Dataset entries
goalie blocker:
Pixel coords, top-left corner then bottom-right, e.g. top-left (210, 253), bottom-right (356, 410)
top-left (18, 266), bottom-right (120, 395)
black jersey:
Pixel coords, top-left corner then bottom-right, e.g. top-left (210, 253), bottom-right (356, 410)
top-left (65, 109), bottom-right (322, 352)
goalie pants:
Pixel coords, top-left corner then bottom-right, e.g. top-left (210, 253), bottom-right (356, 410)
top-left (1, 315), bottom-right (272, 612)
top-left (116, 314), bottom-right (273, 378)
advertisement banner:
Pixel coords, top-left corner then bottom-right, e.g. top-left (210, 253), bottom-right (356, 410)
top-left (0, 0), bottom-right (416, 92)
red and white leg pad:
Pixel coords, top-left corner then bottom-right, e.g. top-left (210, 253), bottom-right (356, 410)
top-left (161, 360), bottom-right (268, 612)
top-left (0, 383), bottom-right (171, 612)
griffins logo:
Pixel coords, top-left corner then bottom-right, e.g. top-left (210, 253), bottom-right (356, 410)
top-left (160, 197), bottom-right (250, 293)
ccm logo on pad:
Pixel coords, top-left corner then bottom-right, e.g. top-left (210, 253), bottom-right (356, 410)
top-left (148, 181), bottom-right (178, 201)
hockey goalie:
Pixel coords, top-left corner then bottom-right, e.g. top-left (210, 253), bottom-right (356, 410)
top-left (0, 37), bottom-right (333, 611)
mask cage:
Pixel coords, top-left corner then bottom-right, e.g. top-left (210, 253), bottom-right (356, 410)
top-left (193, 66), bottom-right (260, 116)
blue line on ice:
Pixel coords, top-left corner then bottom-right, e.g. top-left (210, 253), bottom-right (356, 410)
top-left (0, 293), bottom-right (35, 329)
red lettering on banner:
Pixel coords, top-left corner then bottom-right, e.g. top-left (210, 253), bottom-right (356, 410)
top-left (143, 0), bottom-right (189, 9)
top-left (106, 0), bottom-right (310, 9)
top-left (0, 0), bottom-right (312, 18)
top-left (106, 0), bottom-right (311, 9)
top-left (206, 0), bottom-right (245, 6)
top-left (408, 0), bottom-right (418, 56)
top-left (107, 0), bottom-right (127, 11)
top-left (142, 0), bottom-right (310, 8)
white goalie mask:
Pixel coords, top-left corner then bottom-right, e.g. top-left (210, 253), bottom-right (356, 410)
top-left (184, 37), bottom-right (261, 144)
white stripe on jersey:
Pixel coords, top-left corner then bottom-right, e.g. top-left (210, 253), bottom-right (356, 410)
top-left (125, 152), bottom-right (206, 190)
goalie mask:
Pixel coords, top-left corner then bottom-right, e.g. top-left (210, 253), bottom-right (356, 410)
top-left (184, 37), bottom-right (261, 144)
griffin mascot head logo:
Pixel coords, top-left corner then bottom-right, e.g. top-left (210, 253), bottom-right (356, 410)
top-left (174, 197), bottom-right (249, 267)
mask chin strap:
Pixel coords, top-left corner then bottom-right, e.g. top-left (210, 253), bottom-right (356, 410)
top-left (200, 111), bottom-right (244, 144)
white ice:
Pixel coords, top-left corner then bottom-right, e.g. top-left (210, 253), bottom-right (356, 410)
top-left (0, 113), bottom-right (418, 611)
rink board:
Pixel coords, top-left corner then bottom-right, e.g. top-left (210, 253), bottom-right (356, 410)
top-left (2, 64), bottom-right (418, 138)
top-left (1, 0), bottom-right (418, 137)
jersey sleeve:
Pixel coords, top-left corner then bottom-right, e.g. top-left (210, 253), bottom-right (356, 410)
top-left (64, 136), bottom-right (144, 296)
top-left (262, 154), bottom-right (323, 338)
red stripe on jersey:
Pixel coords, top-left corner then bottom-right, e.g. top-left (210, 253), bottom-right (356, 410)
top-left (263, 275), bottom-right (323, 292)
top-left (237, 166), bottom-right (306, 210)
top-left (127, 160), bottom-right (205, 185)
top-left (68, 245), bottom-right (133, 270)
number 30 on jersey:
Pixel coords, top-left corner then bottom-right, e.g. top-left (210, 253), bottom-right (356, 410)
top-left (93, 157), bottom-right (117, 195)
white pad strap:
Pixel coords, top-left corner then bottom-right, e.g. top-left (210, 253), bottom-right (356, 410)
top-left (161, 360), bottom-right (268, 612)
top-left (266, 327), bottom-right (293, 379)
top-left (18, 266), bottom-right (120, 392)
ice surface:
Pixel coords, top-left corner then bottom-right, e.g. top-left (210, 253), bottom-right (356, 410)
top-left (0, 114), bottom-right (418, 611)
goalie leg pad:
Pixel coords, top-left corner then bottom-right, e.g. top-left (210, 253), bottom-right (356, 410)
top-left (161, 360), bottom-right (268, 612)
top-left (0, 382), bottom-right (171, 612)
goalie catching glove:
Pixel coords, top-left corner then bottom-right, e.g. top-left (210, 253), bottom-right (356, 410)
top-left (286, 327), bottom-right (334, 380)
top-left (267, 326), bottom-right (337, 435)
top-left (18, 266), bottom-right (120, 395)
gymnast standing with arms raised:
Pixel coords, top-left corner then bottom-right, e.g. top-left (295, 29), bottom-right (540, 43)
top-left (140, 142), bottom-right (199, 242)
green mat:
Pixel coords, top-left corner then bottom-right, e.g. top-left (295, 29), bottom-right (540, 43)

(Task brief): Pull every line with "banner" from the records.

(Answer section):
advertisement banner:
red lettering on banner:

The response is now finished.